• 文章の抜粋:
家で仕事をするために一時保育を利用し始めた。今までは娘が寝てから細々と仕事をしていたが、睡眠時間を削り体調を崩すことが増え、このままではいけないと考えたからだ。
 
初めて一時保育を利用する日、知らない場所に連れてこられ、きょとんとする娘。特に泣きもしなかったので大丈夫かと思っていた。
しかし、その日迎えに行くと、先生に連れてこられた娘は大号泣だった。ずっと泣いていたのか声が枯れ、目も腫れていた。娘は人見知りも場所見知りもしない、人懐っこい性格だったので、まさかこんなに泣くとは思わず、困惑した。
 
2日目、保育園の入り口から大号泣。こんなに泣いたことはない。この世の終わりかというくらい泣いている。私を呼んで、抱きついてくる。
頭ではわかっていた。ここで私が不安な顔をしたら、娘はもっと不安になる。頭ではわかっているのに、動けなかった。泣き叫ぶ娘に背中を向けることができなかった。見かねた先生が、「〇〇ちゃん、行こうか~」と娘を連れて部屋に入っていった。
 
次の日も、その次の日も、娘は泣いた。私は徐々に笑顔で手を振れるようになってきたが、心の中では迷っていた。
絶対にやらなきゃいけない仕事じゃない。これをやらなければ生活が回らないというわけでもない。私自身がやりたくてやっていること。私のわがままで、娘にこんなにつらい思いをさせていいのだろうか。
 
この迷いが、娘にも通じるのだろう。「明日は保育園だよ」というと「行かない!」
1歳の娘がこんなにもはっきり意思を示すことに驚くと同時に、それほどまでに嫌なのかと、また自分を責めるという日々が続いた。

• 課題の指示: 娘を一時保育に預け始めた日々についての文章を、最後の文の後から書き継いでください。 この後に並ぶ項目は、この文章とは関係がありません。

(位置指定とラベル付けの項目)
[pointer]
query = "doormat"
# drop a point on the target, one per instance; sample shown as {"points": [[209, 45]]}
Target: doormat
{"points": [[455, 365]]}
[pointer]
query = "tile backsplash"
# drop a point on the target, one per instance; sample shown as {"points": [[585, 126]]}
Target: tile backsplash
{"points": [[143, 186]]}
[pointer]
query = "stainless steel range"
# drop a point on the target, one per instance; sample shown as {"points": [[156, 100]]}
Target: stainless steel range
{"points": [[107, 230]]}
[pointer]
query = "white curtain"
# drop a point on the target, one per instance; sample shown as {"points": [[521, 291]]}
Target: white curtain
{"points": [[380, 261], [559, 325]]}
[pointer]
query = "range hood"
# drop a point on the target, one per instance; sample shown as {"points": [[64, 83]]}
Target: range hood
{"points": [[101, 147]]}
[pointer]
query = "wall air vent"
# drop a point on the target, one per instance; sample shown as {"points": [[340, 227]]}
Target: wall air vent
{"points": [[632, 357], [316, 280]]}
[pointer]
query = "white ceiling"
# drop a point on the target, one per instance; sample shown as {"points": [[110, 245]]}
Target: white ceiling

• この課題の結果:
 
そんなある日、私が所属している乳幼児教育のインストラクター仲間でおしゃべりをしていて、今の一時保育に対する悩みを相談する機会があった。その乳幼児教育ではコーチングを取り入れていることもあり、みんながコーチングを学んでいた。そのため、公開コーチングの場となった。
 
コーチングとは、質問をすることで、その人自身がもつ答えを見つけていくというコミュニケーション術である。
 
「何が不安にさせるの?」「娘ちゃんがどう反応してくれたら理想?」「私はどうしたいの?」「私にとって仕事は?」
 
次々と飛んでくる質問に答えていくうちに、今まで抱いていた不安がスーッと消えていくのを感じた。
私はやっぱり、仕事をしたい。自分の身体を犠牲にはせず、家族との時間も大切にしながら、自分の夢も叶えていきたい。そのために、一時保育は絶対に必要なんだということを改めて認識した。
 
迷いは消えた。「ママは仕事がたくさんできて、すっごく助かる! 明日もよろしくね!」と娘に伝えた。
 
翌日。保育園の入り口で、娘の歩みは遅くなる。また泣くか、と思ったが、ぎゅっと手を握りしめ、歩みを止めない。先生に抱き上げられるとき、一瞬泣きそうになったが、「うっ……」と声を漏らしただけで、涙は流れなかった。
私は笑顔で手を振り、背を向ける。
 
驚いた。私の気持ちが変わるだけで、娘は泣かなくなったのだ。あぁそうか、娘を泣かせていたのは、私だったんだなと気づいた。
 
小さな子どもは、言葉でのコミュニケーションがまだうまく取れない分、言葉以外の、表情や口調、息遣いなどから情報を得ることに長けているという。まさに娘は、私の不安や迷いを感じ取り、同調し、泣くという表現で訴えてきていたのだ。
 
その日以来、娘が泣くことはなくなった。先生の話では、たまに思い出したように「抱っこ」と言ってくるが、それ以外はお友達と楽しく遊び、給食もおかわりして、お昼寝もできるようになったという。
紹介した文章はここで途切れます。